**Exercise description:**
Write out word for word each line from the one containing "of the forearm?" through the close of the listing, including both ends. Pictures do not belong in the copy.

**Dataset excerpts on object pointing:**
# # # # #

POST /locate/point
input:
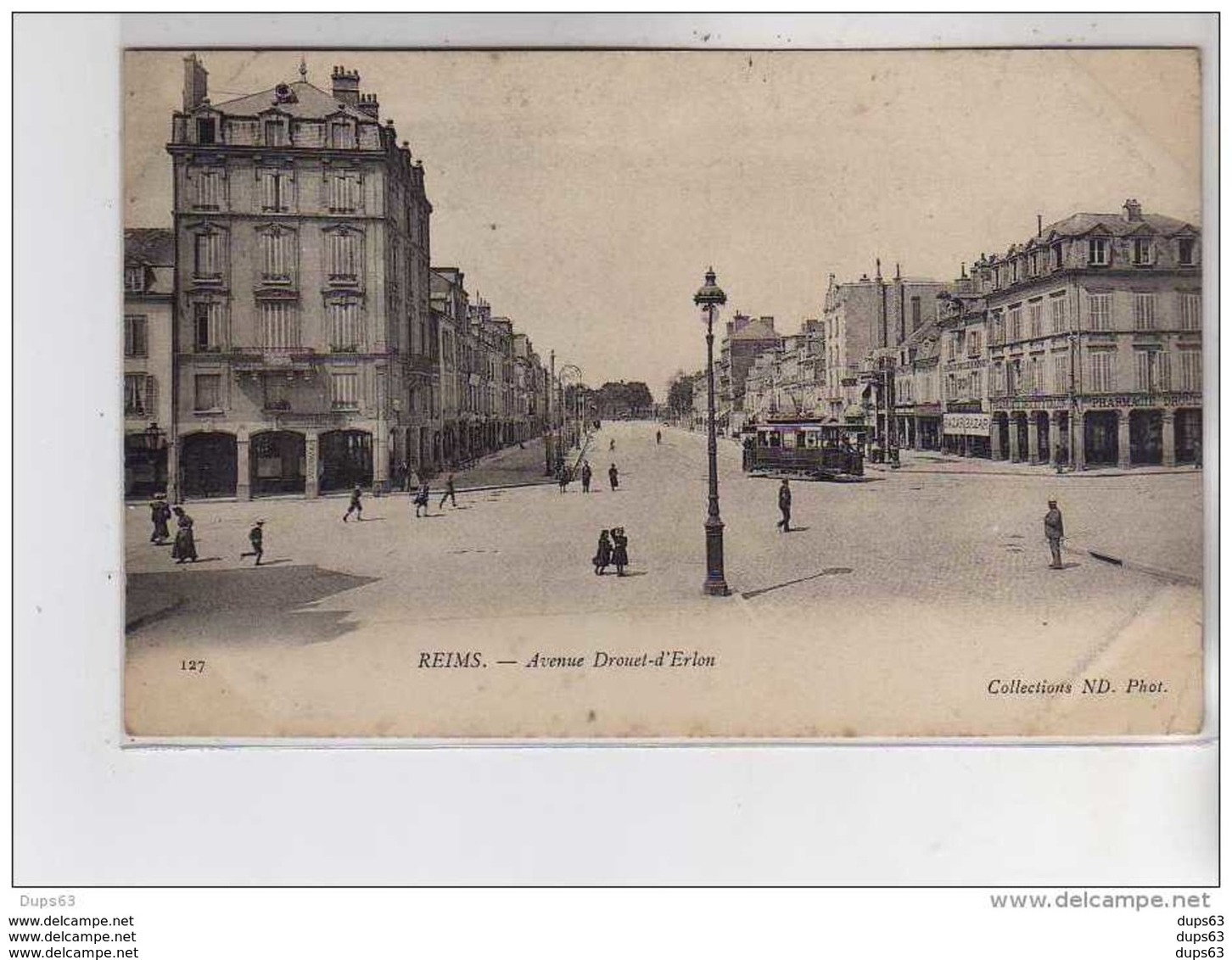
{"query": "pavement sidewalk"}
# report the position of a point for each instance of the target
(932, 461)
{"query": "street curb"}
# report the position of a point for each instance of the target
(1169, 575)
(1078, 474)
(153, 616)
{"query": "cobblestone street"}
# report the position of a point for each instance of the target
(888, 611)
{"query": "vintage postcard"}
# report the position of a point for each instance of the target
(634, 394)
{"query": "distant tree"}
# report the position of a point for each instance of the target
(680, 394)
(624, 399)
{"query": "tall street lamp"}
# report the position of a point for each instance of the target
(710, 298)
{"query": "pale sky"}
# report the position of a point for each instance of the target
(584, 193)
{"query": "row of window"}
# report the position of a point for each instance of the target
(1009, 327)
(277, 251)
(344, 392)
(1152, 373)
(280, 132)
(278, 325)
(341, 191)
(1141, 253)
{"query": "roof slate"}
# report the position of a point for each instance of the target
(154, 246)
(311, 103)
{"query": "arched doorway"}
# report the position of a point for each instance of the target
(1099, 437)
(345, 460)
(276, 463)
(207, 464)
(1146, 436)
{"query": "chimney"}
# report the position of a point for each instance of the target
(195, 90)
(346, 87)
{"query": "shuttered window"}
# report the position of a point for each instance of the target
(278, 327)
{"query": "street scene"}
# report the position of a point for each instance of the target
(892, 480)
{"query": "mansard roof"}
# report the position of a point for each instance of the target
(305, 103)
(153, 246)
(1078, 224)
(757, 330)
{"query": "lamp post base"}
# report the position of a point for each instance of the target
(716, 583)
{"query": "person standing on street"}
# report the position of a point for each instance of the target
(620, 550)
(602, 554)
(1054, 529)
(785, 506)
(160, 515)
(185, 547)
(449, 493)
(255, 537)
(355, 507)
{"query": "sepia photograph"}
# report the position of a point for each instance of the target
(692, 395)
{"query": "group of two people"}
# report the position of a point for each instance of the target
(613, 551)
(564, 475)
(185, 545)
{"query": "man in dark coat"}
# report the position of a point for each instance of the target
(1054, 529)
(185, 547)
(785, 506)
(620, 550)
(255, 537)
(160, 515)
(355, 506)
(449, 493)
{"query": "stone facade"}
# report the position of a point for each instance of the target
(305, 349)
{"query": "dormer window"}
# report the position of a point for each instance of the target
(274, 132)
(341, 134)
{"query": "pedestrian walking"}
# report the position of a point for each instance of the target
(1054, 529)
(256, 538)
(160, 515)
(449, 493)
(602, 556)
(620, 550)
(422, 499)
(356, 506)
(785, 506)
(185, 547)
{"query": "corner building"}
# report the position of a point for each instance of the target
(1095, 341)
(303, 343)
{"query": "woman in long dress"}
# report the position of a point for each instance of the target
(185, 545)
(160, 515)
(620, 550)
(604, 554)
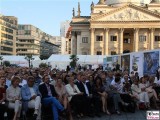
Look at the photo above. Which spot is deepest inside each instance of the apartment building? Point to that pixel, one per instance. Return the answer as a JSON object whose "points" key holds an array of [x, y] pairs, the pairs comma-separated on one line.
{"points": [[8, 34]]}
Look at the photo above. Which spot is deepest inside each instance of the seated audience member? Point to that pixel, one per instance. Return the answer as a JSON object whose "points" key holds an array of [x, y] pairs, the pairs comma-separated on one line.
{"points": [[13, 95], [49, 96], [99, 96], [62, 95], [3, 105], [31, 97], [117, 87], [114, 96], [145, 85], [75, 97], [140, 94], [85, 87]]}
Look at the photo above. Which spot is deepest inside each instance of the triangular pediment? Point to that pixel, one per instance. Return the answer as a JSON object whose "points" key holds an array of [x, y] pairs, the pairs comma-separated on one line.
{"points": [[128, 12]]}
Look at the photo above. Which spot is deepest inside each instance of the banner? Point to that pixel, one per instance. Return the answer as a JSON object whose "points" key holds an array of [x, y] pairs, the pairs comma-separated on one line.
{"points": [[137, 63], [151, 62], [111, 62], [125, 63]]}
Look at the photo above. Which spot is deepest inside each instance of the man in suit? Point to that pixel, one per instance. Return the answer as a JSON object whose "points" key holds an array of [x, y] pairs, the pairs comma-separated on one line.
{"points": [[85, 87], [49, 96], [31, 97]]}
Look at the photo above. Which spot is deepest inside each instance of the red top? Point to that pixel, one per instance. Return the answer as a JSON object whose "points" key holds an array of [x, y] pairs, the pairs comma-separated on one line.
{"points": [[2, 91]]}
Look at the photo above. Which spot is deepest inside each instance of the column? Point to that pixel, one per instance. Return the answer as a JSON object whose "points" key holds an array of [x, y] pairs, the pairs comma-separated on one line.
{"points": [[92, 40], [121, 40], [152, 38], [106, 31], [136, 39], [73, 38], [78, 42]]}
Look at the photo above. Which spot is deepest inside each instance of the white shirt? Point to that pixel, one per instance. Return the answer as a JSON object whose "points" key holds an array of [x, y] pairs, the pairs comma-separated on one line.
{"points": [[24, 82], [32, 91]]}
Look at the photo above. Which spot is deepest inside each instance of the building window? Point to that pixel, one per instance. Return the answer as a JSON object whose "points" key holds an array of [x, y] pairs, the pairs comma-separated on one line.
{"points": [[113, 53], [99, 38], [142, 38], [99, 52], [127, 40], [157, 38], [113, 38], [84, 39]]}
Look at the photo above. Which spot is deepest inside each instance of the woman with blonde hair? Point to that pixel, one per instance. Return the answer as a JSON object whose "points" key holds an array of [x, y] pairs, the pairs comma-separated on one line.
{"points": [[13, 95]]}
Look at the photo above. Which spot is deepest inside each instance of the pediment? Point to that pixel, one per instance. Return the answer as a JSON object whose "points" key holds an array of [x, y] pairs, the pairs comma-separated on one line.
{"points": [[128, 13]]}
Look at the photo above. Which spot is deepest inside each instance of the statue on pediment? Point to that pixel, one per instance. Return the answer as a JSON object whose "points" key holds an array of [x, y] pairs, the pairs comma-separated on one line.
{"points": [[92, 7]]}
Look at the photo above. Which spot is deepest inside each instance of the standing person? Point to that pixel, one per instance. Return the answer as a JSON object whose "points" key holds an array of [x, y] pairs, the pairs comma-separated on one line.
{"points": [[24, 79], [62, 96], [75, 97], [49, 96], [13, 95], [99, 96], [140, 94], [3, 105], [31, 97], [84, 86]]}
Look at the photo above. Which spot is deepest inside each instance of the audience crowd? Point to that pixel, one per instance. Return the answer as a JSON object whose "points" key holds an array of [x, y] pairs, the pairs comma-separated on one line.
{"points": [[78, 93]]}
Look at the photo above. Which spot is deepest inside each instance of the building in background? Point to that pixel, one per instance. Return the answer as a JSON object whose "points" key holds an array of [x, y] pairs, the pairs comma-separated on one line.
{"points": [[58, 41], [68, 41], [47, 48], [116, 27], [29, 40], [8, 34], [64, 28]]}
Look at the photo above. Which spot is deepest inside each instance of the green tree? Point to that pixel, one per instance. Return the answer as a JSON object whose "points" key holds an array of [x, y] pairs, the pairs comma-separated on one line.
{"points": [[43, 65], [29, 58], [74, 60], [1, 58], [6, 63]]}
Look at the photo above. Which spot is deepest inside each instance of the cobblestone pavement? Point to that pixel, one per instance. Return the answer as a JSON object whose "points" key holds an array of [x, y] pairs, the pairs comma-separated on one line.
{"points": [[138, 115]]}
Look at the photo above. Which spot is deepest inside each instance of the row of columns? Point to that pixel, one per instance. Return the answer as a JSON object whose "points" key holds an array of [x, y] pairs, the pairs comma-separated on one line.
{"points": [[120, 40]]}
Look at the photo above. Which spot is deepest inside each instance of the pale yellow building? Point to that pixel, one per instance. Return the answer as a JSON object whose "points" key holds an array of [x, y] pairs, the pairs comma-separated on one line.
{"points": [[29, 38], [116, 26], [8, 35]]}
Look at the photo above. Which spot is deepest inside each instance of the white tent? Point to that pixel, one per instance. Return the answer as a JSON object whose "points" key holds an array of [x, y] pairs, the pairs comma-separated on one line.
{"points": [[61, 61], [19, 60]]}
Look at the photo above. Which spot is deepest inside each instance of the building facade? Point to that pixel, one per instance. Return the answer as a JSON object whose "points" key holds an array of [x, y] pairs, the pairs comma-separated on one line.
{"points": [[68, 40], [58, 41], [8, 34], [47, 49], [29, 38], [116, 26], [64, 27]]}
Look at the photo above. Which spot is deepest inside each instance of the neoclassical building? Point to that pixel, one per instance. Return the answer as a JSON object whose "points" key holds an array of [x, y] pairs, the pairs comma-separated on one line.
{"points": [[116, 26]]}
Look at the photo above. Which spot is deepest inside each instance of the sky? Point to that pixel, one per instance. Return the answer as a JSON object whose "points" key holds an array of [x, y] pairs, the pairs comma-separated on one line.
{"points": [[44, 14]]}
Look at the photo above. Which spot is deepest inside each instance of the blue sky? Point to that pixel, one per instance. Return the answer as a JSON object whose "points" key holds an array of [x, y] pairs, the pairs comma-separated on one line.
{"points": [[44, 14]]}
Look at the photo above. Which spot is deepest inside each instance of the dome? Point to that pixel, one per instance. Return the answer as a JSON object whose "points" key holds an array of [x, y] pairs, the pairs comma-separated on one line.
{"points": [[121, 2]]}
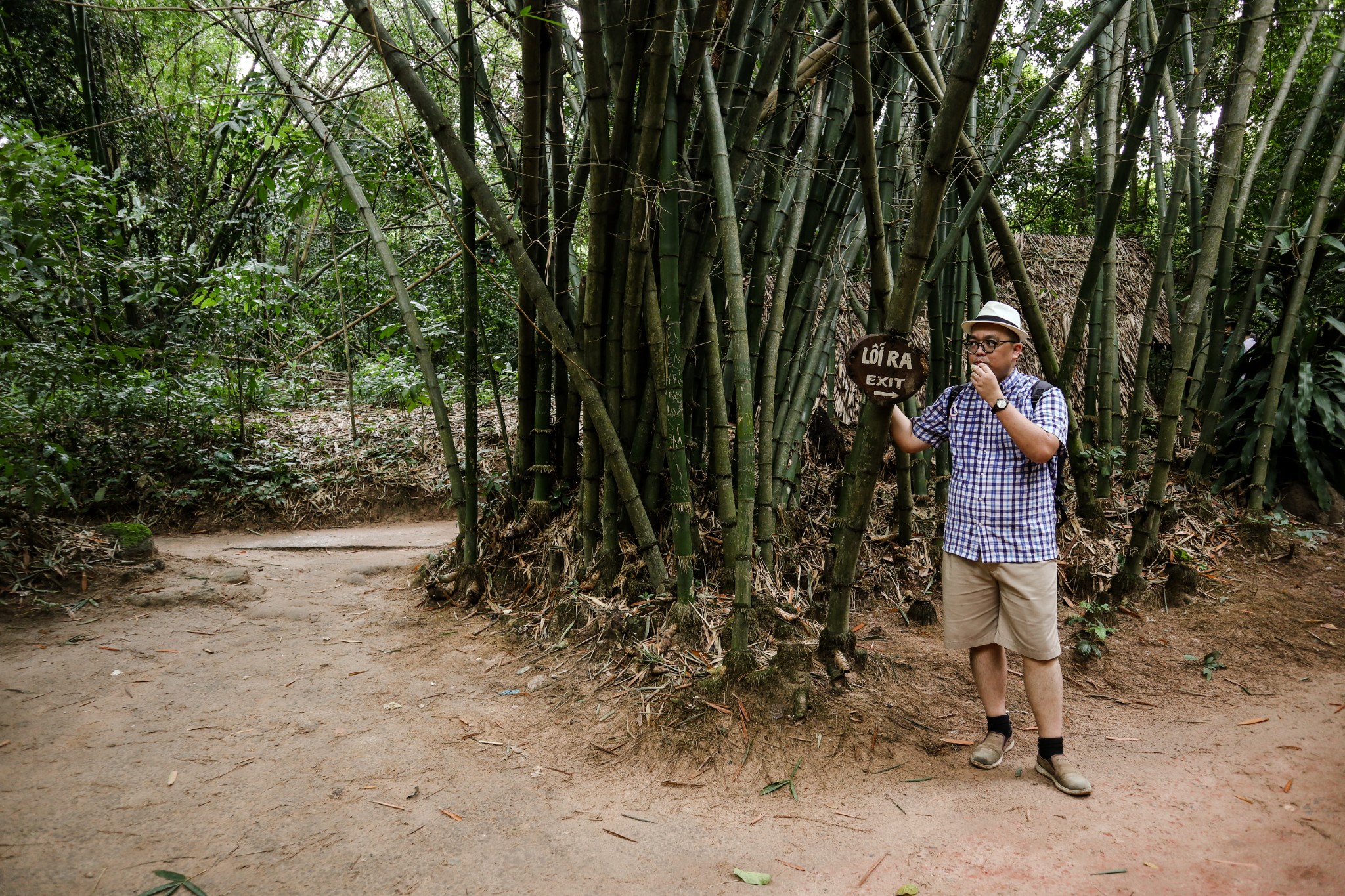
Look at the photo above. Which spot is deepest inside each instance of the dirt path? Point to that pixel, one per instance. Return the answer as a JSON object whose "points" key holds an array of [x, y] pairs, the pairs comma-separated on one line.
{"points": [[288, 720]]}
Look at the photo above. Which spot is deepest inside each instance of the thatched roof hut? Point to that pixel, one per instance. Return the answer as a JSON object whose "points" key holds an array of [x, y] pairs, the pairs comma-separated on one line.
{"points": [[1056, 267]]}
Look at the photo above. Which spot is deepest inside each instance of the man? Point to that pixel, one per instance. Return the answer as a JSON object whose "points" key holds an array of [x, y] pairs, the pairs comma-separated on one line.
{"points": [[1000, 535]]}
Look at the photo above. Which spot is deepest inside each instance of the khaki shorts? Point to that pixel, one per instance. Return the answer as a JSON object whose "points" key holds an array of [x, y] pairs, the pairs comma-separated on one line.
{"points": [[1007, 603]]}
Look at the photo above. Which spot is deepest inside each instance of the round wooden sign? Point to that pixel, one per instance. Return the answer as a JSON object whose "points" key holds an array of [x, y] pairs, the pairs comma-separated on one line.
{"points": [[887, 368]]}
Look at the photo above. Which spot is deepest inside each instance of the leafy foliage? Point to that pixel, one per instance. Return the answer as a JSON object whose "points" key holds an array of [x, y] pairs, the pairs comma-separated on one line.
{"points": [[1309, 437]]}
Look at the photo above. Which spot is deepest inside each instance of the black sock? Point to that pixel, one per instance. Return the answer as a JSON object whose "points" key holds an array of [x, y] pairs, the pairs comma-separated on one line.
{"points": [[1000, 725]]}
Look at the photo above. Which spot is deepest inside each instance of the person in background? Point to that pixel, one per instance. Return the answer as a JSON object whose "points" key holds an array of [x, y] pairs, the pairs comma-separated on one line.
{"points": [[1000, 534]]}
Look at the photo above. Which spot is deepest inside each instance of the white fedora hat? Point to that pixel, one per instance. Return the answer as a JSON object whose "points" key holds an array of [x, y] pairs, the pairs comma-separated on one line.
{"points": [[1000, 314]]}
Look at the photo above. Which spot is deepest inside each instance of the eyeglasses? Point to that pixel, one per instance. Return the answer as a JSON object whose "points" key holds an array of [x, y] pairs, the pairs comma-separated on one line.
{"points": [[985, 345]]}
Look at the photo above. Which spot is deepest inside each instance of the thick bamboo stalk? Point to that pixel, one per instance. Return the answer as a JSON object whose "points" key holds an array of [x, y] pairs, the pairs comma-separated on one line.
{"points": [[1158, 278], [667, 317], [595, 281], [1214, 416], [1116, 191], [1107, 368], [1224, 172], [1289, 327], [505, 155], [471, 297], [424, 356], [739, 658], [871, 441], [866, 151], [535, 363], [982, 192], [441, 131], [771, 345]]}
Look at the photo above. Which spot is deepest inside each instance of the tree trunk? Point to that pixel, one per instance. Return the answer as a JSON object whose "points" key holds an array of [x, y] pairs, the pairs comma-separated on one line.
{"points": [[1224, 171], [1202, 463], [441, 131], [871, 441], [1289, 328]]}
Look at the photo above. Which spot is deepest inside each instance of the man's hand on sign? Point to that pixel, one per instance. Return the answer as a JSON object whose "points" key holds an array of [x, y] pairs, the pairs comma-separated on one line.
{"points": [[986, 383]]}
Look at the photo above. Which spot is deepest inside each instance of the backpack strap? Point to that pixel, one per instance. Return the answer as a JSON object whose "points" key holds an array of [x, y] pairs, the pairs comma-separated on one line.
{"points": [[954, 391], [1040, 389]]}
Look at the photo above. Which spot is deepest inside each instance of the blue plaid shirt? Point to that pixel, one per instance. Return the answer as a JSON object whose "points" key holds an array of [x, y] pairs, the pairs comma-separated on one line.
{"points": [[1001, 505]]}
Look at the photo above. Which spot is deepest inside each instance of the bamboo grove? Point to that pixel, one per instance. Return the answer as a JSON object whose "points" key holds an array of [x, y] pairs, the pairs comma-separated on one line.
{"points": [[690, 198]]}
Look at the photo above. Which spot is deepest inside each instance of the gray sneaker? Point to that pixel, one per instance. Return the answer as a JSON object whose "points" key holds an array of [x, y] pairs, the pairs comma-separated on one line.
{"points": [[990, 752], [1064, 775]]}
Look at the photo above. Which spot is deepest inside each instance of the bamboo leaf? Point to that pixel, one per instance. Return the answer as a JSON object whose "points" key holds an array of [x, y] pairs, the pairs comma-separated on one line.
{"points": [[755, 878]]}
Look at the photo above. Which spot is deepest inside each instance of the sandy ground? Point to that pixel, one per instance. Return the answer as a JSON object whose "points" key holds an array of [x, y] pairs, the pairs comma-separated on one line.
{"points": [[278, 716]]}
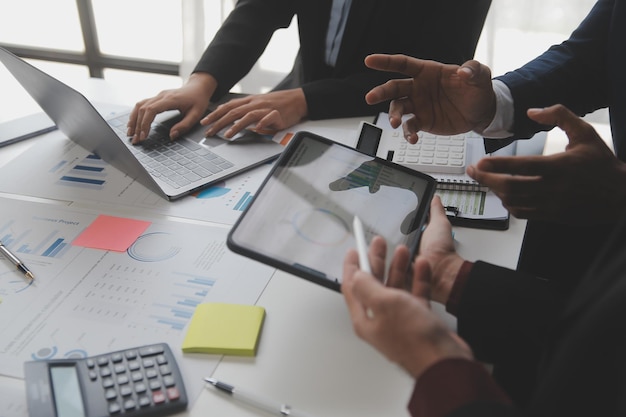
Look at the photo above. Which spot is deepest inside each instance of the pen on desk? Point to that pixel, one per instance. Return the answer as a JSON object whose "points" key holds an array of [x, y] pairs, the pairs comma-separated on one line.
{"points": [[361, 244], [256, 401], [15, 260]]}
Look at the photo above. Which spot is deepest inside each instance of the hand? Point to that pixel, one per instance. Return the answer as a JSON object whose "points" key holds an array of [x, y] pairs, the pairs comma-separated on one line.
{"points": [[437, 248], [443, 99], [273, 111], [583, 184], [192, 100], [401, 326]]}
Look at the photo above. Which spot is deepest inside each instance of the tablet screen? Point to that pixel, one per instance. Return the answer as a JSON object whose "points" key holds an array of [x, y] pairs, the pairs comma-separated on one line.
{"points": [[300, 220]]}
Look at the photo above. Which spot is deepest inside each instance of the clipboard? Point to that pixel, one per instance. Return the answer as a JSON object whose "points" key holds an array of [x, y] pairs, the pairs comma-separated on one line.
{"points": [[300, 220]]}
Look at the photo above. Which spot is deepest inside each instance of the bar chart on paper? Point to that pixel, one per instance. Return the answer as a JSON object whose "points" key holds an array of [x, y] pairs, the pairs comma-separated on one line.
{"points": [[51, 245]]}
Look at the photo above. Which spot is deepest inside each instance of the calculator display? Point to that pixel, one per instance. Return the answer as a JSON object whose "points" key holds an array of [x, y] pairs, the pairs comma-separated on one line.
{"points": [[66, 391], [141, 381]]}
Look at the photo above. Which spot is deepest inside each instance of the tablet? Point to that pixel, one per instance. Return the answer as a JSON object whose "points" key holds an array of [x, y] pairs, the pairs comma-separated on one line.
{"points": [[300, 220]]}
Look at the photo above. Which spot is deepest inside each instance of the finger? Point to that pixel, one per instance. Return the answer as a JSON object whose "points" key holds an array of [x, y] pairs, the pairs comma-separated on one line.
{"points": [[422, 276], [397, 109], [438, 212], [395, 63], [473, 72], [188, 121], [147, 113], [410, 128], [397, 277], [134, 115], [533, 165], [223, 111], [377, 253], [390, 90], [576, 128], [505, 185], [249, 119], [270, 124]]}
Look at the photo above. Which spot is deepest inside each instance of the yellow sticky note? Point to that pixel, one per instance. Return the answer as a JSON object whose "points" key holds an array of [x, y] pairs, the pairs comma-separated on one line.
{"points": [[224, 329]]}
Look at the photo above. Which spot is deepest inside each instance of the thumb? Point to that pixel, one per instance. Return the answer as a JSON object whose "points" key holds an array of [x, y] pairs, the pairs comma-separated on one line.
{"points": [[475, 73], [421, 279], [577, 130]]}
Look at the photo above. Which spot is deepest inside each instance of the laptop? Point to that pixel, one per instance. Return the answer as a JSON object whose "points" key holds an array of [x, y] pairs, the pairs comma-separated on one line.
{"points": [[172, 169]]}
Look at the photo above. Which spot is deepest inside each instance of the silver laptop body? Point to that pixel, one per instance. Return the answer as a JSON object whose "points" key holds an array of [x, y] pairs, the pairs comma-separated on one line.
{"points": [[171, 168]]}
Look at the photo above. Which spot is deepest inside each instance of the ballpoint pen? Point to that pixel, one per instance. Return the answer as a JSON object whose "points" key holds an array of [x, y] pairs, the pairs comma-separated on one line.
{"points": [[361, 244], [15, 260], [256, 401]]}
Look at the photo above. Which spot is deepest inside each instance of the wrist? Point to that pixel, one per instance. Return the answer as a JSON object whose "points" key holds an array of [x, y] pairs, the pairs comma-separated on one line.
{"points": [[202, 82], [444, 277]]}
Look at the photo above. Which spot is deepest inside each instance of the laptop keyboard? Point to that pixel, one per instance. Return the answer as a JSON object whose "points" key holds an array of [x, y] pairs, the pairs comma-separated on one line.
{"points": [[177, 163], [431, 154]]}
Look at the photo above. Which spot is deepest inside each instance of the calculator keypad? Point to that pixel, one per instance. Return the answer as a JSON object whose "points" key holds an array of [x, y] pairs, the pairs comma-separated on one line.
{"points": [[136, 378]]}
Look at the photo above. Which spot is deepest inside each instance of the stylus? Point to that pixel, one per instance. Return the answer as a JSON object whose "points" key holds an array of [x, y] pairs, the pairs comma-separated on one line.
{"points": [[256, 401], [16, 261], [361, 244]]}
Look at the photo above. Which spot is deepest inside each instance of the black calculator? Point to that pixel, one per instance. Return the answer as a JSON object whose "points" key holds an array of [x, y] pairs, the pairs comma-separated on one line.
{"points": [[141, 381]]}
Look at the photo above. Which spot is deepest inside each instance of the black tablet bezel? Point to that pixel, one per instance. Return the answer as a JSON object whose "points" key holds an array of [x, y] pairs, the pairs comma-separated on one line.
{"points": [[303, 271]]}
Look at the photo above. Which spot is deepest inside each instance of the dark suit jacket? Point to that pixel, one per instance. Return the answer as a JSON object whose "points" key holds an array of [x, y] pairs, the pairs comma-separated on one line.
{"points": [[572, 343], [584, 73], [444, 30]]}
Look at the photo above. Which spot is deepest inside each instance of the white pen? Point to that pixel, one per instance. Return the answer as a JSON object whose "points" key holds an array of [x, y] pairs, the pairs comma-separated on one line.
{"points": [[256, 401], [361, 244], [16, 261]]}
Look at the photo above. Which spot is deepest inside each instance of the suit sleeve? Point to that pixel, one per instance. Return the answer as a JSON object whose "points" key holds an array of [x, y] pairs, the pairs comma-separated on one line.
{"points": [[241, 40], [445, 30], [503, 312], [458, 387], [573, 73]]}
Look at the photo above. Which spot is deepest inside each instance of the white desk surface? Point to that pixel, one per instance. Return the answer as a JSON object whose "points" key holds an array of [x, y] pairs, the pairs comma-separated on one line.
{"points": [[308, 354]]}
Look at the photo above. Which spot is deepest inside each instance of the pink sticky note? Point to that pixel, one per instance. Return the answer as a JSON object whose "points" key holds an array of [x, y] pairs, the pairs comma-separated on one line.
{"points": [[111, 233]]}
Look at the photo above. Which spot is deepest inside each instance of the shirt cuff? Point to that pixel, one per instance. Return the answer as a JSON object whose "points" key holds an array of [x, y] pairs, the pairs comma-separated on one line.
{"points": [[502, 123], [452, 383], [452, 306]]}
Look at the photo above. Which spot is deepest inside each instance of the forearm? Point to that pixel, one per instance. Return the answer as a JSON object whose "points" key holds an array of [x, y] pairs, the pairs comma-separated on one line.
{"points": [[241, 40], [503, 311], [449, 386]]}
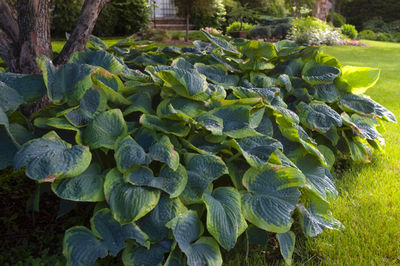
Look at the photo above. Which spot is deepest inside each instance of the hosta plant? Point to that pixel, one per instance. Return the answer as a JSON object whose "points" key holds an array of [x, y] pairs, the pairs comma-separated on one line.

# # # # #

**Exercise solution:**
Look at the photo above. Which spot is deepest inside each instance of the forearm? Point to that pixel, one per instance. Return the answer as a JSON object whose "points" key holds an array of [x, y] pairs, the pairs comma-separated on one line.
{"points": [[241, 40], [503, 311], [449, 386]]}
Look at the photo above. Which spot is deepest inside each instance of the hosta plant? Point to that pixel, one per instance. Return the answer as a JSON object whose "points" key holds an array of [x, y] pairs, the pairs comma-separated on one line.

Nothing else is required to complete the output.